- **Instructions to follow**
Copy out the records word for word, from the line that contains "the green hill." through the end of the records.

** begin **

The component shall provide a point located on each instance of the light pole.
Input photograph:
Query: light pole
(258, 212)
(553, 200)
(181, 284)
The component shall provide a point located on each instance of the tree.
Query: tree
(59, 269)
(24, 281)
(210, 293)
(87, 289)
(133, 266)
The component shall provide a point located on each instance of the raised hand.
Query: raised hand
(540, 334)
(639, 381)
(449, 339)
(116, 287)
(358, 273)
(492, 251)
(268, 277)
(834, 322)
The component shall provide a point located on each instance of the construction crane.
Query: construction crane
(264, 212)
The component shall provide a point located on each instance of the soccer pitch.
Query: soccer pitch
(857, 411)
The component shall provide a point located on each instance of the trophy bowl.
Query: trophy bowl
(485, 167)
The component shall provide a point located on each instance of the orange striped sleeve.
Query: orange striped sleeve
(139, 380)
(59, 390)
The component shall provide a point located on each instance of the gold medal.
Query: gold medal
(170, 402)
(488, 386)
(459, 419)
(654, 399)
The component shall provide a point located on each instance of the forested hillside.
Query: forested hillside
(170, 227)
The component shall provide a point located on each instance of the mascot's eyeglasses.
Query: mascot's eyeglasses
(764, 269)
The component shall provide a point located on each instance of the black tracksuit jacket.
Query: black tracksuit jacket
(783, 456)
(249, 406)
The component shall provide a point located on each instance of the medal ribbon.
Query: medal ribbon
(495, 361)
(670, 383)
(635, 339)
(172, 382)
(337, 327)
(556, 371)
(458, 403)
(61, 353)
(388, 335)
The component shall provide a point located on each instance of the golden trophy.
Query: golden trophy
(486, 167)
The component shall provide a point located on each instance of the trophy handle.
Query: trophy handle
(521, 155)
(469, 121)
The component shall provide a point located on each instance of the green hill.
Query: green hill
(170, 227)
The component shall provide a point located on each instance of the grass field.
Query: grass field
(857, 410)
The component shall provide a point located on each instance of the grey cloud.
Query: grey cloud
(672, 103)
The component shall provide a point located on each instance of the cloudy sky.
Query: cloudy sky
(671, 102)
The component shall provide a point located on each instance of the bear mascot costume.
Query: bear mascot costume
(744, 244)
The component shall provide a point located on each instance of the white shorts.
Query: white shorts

** end **

- **Full solution**
The component shall provide a point located on each instance of the green hill.
Query: green hill
(170, 227)
The component shall provide a point located on each instance of the grass field.
Query: grass field
(857, 410)
The component shall provide a point located on each instance of the grey cloud.
Query: grey cloud
(672, 103)
The component shall provide a point located on each instance of the cloudy sky.
Query: cloudy sky
(671, 102)
The component shall provide a point located on each instance of the bear mascot costume.
Query: bear mascot costume
(744, 244)
The component shall provide a point located on each instance of the white shorts.
Query: white shorts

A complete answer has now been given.